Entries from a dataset
= = = = =

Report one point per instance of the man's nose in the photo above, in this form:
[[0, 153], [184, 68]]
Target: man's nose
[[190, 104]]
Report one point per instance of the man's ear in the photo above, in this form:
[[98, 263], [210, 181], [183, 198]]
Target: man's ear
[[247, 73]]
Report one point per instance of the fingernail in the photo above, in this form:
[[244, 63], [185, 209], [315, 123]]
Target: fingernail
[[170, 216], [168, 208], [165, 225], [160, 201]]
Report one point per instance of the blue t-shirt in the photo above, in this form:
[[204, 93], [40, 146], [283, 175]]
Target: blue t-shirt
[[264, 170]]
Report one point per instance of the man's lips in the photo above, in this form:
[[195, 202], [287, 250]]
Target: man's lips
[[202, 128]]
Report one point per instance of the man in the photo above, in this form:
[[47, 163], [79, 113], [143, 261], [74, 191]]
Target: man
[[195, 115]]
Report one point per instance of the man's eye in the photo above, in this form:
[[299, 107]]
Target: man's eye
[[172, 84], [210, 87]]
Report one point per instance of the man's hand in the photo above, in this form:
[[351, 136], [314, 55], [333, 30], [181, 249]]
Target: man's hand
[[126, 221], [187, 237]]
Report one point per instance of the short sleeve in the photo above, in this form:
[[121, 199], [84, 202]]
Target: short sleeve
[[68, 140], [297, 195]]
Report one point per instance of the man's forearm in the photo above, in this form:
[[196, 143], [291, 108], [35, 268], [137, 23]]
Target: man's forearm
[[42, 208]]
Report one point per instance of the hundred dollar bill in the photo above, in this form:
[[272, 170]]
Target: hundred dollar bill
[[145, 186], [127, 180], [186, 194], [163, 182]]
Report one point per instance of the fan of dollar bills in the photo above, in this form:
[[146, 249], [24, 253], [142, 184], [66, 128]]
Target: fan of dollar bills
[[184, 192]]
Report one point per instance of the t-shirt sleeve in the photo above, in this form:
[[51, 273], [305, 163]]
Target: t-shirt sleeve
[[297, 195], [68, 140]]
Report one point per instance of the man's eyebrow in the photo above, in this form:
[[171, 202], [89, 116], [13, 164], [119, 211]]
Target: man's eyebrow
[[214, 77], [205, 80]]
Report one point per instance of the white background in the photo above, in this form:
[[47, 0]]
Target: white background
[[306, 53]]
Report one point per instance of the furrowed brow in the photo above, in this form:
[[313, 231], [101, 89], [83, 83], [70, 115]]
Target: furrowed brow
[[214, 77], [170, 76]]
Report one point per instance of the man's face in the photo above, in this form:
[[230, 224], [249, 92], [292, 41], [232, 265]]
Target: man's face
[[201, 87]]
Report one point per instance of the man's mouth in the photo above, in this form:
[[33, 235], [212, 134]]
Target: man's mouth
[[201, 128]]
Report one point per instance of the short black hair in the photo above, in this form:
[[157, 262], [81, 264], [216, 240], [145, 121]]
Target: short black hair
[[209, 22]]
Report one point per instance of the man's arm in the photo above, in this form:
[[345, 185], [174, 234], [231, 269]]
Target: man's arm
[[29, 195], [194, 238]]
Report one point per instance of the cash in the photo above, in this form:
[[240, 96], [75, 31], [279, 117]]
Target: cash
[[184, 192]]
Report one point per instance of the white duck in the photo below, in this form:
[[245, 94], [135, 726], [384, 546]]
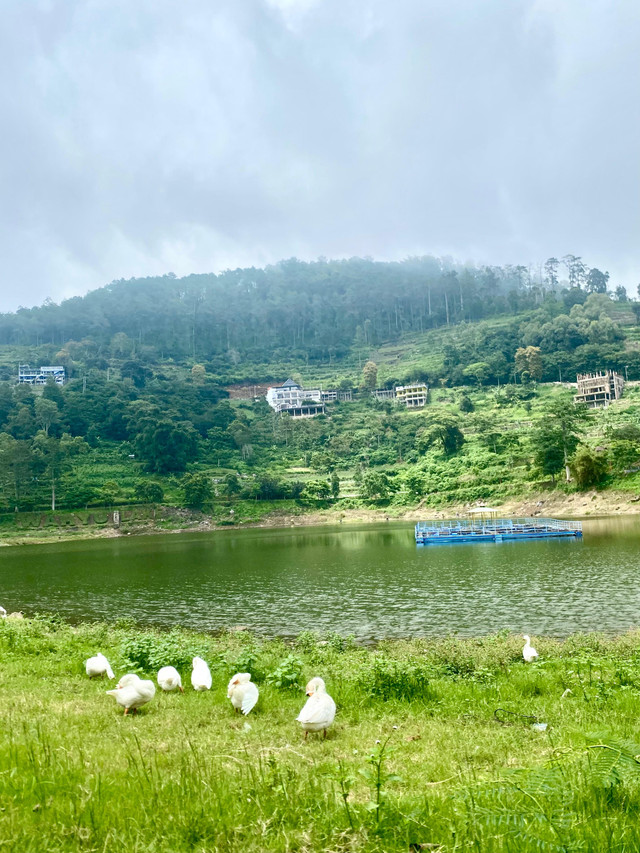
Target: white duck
[[528, 653], [242, 692], [200, 675], [98, 665], [319, 710], [132, 692]]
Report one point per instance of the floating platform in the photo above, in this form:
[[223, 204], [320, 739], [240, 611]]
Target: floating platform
[[495, 530]]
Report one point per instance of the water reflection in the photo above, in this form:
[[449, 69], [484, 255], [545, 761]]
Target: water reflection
[[371, 581]]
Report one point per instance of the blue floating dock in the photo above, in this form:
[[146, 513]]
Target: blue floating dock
[[495, 530]]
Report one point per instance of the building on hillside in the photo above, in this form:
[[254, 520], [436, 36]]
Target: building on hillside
[[599, 389], [384, 393], [296, 401], [412, 396], [31, 376]]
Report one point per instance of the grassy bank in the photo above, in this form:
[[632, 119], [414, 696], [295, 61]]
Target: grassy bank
[[420, 758], [40, 527]]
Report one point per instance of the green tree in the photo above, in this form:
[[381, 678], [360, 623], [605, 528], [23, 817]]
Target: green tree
[[442, 429], [109, 491], [198, 373], [47, 414], [557, 437], [529, 359], [551, 272], [416, 483], [479, 370], [197, 490], [375, 486], [166, 446], [231, 484], [317, 490], [597, 281], [625, 455], [147, 491], [16, 463], [370, 375], [589, 468], [547, 444], [52, 459]]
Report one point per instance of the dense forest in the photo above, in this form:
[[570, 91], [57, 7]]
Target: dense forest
[[146, 414], [309, 311]]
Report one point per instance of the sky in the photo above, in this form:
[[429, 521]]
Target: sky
[[140, 138]]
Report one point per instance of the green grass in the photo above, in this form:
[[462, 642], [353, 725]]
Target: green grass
[[417, 755]]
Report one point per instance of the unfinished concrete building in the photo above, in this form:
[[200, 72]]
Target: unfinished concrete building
[[599, 389]]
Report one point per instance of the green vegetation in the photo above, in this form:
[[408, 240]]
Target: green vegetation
[[437, 745], [153, 414]]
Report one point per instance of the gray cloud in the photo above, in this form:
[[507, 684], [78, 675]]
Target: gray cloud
[[140, 138]]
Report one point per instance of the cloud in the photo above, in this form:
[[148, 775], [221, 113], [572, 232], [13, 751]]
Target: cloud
[[147, 137]]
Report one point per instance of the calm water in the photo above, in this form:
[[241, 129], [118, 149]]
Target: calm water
[[371, 581]]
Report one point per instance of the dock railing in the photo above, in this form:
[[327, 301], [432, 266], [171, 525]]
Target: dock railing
[[494, 525]]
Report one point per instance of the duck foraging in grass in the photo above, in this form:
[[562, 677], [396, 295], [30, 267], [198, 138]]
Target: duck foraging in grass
[[242, 692], [528, 653], [319, 711], [133, 692], [200, 675], [98, 665], [169, 679]]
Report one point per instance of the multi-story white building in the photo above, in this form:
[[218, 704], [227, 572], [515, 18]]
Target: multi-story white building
[[33, 376], [412, 396], [298, 402]]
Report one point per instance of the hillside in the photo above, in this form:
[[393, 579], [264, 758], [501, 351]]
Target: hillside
[[151, 416]]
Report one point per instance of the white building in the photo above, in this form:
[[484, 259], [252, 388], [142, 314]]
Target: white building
[[290, 397], [412, 396], [31, 376]]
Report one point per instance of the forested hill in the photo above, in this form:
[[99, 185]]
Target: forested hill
[[311, 311]]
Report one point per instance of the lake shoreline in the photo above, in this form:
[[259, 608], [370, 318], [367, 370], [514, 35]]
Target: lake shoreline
[[580, 505], [440, 722]]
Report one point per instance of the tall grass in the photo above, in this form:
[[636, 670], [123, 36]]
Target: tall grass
[[417, 760]]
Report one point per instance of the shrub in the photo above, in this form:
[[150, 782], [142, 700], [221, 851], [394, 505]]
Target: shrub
[[149, 651], [392, 679], [288, 674]]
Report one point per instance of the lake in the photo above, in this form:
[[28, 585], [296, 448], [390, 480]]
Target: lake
[[371, 581]]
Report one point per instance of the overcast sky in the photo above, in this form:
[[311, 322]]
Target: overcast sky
[[152, 136]]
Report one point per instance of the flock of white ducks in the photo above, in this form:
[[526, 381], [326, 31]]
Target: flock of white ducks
[[132, 692]]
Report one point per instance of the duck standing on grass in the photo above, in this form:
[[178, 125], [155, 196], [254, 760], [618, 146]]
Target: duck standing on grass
[[98, 666], [319, 710], [200, 675], [528, 653], [242, 692], [132, 692], [169, 679]]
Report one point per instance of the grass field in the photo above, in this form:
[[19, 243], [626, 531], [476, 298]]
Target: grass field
[[434, 745]]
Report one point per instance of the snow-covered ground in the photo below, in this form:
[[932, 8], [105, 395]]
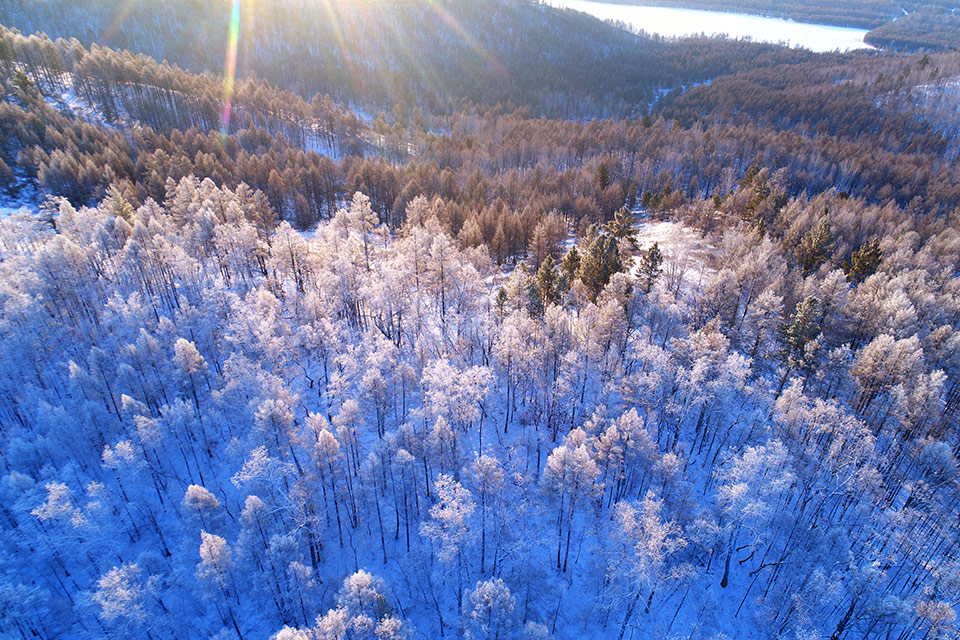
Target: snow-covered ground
[[686, 254], [687, 22]]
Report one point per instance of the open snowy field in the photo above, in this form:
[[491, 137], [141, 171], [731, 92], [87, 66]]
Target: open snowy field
[[677, 23]]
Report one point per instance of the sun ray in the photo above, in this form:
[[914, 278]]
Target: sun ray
[[230, 67]]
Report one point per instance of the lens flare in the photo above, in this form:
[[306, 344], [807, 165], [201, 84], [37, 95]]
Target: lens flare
[[230, 67]]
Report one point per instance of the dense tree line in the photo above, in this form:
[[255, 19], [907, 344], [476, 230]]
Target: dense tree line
[[214, 429], [412, 55], [499, 174], [924, 30], [866, 14]]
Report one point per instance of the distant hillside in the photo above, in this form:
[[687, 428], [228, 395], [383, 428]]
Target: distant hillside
[[434, 55], [927, 30]]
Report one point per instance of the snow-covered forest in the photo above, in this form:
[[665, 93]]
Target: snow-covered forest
[[620, 338], [214, 428]]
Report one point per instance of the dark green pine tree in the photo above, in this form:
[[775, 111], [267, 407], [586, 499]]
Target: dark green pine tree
[[651, 266], [547, 284], [600, 261], [570, 266], [864, 262], [815, 248], [603, 176], [800, 330], [622, 226]]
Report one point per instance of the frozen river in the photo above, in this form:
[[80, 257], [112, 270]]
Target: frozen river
[[683, 22]]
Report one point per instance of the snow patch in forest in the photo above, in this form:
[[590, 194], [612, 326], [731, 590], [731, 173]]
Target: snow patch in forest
[[686, 254], [6, 210]]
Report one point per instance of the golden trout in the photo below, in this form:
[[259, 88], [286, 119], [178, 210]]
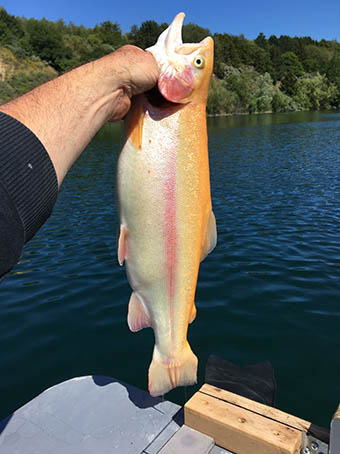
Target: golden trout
[[166, 221]]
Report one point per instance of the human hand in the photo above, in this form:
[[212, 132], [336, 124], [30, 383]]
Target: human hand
[[137, 71]]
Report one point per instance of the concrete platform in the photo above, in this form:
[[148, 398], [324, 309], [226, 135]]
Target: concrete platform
[[100, 414]]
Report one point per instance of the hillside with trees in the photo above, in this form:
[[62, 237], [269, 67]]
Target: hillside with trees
[[275, 74]]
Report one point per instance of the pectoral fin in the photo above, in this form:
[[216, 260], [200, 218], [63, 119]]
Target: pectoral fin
[[193, 313], [137, 315], [122, 245], [210, 236]]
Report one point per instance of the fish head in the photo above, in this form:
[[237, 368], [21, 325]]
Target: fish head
[[185, 69]]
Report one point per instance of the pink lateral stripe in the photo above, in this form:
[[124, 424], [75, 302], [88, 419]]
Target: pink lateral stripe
[[170, 228]]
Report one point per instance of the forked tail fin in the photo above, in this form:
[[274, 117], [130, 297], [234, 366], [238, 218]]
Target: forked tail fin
[[166, 374]]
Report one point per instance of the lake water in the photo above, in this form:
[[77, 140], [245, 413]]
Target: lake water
[[269, 291]]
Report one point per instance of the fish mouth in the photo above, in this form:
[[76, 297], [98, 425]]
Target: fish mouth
[[158, 101]]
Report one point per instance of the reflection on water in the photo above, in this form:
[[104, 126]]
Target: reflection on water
[[269, 291]]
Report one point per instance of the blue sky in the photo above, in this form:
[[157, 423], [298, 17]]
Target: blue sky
[[316, 18]]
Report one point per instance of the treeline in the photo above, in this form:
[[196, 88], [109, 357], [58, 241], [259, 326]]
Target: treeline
[[275, 74]]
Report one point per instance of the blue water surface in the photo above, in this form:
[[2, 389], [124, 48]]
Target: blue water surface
[[269, 291]]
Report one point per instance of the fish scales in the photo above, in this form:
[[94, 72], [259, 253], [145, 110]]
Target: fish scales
[[167, 225]]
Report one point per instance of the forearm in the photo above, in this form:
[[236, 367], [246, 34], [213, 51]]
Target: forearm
[[66, 112]]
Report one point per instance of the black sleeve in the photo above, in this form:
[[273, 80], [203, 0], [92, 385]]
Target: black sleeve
[[28, 189]]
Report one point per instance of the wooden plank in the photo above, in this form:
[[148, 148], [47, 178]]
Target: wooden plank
[[238, 429], [256, 407]]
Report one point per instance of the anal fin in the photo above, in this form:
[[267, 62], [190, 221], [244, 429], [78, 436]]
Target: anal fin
[[122, 245], [137, 315]]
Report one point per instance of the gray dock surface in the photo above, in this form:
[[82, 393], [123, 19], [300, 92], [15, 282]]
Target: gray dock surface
[[100, 414]]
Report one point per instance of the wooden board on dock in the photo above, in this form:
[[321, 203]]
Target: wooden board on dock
[[242, 425]]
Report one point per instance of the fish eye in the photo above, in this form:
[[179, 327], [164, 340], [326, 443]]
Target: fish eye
[[199, 62]]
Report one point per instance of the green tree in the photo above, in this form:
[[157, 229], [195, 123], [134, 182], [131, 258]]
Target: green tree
[[110, 33], [147, 34], [46, 42]]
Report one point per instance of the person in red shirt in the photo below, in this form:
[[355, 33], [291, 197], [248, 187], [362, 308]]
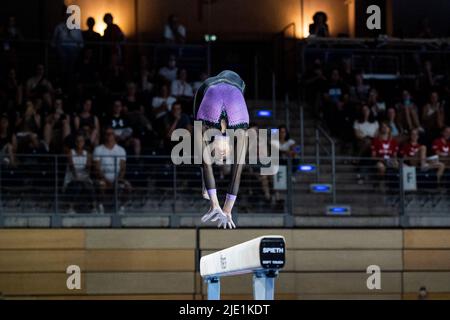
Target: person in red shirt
[[385, 149], [415, 154], [441, 146]]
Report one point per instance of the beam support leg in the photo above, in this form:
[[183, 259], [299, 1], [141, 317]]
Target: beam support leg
[[264, 285], [213, 288]]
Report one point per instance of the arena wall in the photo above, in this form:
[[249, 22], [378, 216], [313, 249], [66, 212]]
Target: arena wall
[[161, 263]]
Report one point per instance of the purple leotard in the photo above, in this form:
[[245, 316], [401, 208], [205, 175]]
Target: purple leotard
[[223, 99]]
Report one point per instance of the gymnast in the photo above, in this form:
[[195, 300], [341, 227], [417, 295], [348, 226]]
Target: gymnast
[[220, 105]]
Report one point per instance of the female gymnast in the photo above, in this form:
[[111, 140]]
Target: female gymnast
[[220, 104]]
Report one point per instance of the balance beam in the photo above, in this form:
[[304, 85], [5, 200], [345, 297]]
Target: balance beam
[[262, 256]]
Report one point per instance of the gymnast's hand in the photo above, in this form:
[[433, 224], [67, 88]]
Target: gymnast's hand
[[213, 211], [225, 220]]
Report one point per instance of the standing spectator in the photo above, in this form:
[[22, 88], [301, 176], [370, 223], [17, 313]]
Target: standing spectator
[[415, 155], [113, 38], [319, 27], [57, 128], [396, 128], [68, 44], [169, 72], [122, 130], [174, 32], [180, 88], [366, 128], [8, 142], [408, 112], [162, 103], [38, 84], [384, 150], [87, 122], [433, 116], [110, 168], [77, 182]]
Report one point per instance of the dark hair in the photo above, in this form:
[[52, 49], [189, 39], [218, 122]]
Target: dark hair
[[288, 136], [361, 114], [318, 14]]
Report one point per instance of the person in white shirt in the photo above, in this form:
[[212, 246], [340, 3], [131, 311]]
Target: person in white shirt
[[163, 103], [174, 32], [365, 130], [181, 88], [110, 168], [169, 72]]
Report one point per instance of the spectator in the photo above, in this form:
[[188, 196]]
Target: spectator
[[384, 150], [176, 119], [433, 116], [359, 92], [110, 168], [88, 123], [196, 85], [394, 124], [13, 90], [8, 143], [441, 146], [415, 155], [180, 88], [319, 27], [122, 131], [162, 103], [57, 128], [174, 32], [38, 84], [377, 107], [113, 37], [91, 37], [335, 101], [408, 113], [366, 128], [68, 43], [169, 72], [77, 182]]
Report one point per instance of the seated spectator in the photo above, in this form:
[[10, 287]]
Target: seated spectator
[[415, 154], [319, 27], [394, 124], [38, 84], [13, 90], [113, 38], [77, 182], [441, 146], [30, 122], [88, 123], [8, 143], [335, 99], [180, 88], [196, 85], [174, 32], [169, 72], [377, 107], [57, 128], [384, 150], [162, 103], [408, 112], [433, 116], [359, 92], [110, 168], [174, 120], [122, 130], [365, 128]]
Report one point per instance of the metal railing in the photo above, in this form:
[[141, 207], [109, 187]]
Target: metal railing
[[37, 190]]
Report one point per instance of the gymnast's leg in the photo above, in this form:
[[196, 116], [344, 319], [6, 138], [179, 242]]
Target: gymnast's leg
[[240, 151]]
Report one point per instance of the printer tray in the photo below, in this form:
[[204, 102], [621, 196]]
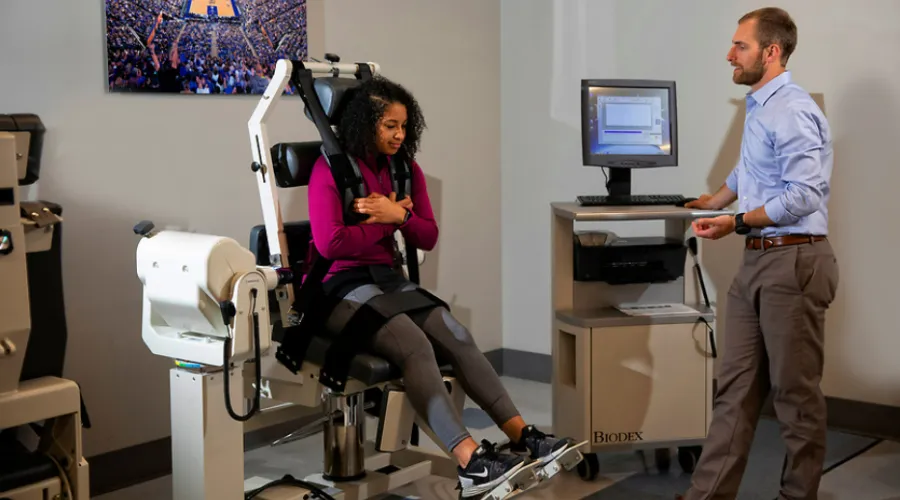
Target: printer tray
[[630, 261]]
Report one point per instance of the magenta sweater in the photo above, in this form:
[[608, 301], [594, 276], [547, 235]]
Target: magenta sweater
[[365, 244]]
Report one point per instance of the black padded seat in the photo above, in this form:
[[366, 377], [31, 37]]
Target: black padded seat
[[366, 368], [20, 467]]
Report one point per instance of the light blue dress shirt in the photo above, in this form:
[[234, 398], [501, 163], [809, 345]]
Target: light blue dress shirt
[[786, 160]]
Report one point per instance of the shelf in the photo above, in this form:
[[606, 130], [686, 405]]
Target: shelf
[[606, 317], [576, 212]]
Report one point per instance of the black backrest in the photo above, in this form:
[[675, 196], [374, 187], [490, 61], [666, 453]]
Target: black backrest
[[292, 162]]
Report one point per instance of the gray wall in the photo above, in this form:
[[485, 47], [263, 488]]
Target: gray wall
[[111, 159], [844, 57]]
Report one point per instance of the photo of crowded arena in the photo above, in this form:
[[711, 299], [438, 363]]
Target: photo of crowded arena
[[201, 46]]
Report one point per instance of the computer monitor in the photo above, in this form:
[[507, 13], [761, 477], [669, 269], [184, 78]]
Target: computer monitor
[[628, 124]]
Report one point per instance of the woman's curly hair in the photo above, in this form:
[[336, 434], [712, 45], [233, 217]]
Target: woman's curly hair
[[357, 129]]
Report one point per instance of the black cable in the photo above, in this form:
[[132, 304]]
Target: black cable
[[712, 338], [290, 481], [254, 409]]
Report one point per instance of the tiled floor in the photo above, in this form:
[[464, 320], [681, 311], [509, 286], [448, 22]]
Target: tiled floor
[[869, 476]]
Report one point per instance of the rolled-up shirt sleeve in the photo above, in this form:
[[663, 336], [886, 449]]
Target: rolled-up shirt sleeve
[[732, 181], [798, 146]]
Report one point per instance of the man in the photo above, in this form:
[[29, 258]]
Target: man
[[776, 305]]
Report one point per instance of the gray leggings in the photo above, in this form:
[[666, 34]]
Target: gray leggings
[[416, 345]]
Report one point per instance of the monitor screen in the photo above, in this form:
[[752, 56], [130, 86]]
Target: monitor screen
[[628, 123]]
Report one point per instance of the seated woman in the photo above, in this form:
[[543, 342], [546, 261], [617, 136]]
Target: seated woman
[[380, 118]]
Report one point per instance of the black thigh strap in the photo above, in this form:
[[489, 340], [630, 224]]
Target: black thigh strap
[[367, 320]]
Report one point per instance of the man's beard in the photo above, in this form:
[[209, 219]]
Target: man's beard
[[750, 76]]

= = = = =

- **What is being asked**
Copy, unchanged, the stretch of the material above that opens with the line containing "Report one point per instance of the tiled" and closes with the line containing "[[367, 320]]".

- **Result below**
Report one point per instance of the tiled floor in the photo above, in this form:
[[464, 320], [681, 311], [509, 286], [448, 22]]
Target: tiled floor
[[869, 476]]
Report one point per instance of the rolled-up shirt sleeve in the photo above, in this form:
[[663, 336], [886, 449]]
Target: rolled-up shirt sleeve
[[732, 181], [798, 146]]
Report one point per instance of the man in the photo above, in this form:
[[29, 258]]
Target: man
[[776, 305]]
Report one point per instance of the gray leggings in the photo above, in this form:
[[666, 34]]
Target: gray leggings
[[416, 345]]
Report one point per instance of the monitor screen in the photo above, in this form:
[[752, 56], [130, 86]]
Target: monitor screen
[[628, 123]]
Report one point per instance of the seated woman in the photo above, in this form:
[[543, 342], [546, 261], [617, 136]]
Target: seated woman
[[380, 118]]
Report one point per instance of the black thigh strap in the photo above, in this form:
[[489, 340], [630, 224]]
Target: black thigh strap
[[367, 320]]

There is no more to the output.